__Required action__:
All lines from the one with "Test yourself! Look at the image and find the sunglasses" to the end of the listing below are to be transcribed exactly; both end lines are included, and no other lines are.

————————

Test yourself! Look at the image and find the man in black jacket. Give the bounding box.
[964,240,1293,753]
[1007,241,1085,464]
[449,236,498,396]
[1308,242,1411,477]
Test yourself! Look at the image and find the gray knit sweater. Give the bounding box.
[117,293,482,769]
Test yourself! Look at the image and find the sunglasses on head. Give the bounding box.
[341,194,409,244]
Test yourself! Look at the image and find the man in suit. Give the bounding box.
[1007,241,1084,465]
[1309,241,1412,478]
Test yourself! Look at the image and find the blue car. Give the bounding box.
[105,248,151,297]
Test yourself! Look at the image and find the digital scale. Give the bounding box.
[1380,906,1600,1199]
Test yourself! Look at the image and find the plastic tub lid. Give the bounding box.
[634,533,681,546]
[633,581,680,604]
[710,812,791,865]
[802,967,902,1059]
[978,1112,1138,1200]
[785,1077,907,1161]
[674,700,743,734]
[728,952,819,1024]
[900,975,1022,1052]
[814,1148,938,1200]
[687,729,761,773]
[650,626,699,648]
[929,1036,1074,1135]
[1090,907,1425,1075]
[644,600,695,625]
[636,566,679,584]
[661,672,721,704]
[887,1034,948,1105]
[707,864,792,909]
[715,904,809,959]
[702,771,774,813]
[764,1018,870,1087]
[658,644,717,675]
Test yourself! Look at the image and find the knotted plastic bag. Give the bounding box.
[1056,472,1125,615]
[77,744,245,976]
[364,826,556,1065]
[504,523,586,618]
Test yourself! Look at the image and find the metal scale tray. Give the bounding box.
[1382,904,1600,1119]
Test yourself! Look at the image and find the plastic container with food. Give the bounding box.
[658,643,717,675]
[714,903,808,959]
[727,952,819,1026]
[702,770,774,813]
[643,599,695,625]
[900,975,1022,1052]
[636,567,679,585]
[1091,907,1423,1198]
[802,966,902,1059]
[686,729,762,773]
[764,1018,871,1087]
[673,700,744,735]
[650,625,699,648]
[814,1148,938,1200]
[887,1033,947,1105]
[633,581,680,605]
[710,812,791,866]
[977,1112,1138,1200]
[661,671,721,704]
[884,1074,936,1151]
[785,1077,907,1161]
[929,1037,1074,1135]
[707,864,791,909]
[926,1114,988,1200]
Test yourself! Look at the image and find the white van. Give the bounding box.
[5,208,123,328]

————————

__Solution below__:
Test yourself! Look at the image and find the sunglasses on head. Give the bounding box.
[341,194,409,244]
Test yourself! Look at the image and find the man in suit. Give the bounding box.
[1007,241,1084,465]
[1309,241,1412,478]
Test yourself! Look at the image and find the blue car. Give the bounding box.
[105,248,151,297]
Test yourself! Look at the image and find the digital scale. Give the bounding box.
[1380,906,1600,1199]
Test yourself! Look at the image and find the plastic tub lid. Give the bounding box.
[634,533,681,546]
[633,581,680,604]
[710,812,791,865]
[802,967,902,1059]
[978,1112,1138,1200]
[785,1077,907,1161]
[674,700,743,734]
[728,952,819,1024]
[900,975,1022,1052]
[814,1148,938,1200]
[687,729,761,773]
[650,626,699,648]
[929,1036,1074,1135]
[1090,907,1425,1075]
[644,600,695,625]
[636,566,679,584]
[661,672,721,704]
[887,1034,948,1105]
[707,864,792,909]
[715,904,809,959]
[702,771,774,813]
[764,1018,870,1087]
[658,644,717,675]
Test yourself! Look at the image and find the knotted plastic bag. Give the bounding box.
[1056,472,1125,615]
[77,744,245,976]
[364,826,556,1065]
[504,523,586,618]
Test yourself! Look at the image and find the metal scale tray. Give the bounding box.
[1382,904,1600,1119]
Test yourself! Look at the image and find the plastic container with food. Give the bounding box.
[658,643,717,675]
[714,903,808,959]
[727,952,819,1026]
[702,770,774,813]
[643,599,695,625]
[900,975,1022,1052]
[636,567,679,585]
[1091,907,1423,1198]
[802,966,902,1059]
[686,729,762,773]
[764,1018,871,1087]
[673,700,744,735]
[650,625,699,648]
[814,1148,938,1200]
[887,1033,947,1105]
[633,581,680,605]
[710,812,791,866]
[977,1112,1138,1200]
[661,671,721,704]
[884,1074,936,1151]
[785,1077,907,1161]
[929,1037,1074,1135]
[707,864,791,909]
[926,1114,988,1200]
Test yourself! Look at the image and find the white van. Give the bounding box.
[5,208,123,328]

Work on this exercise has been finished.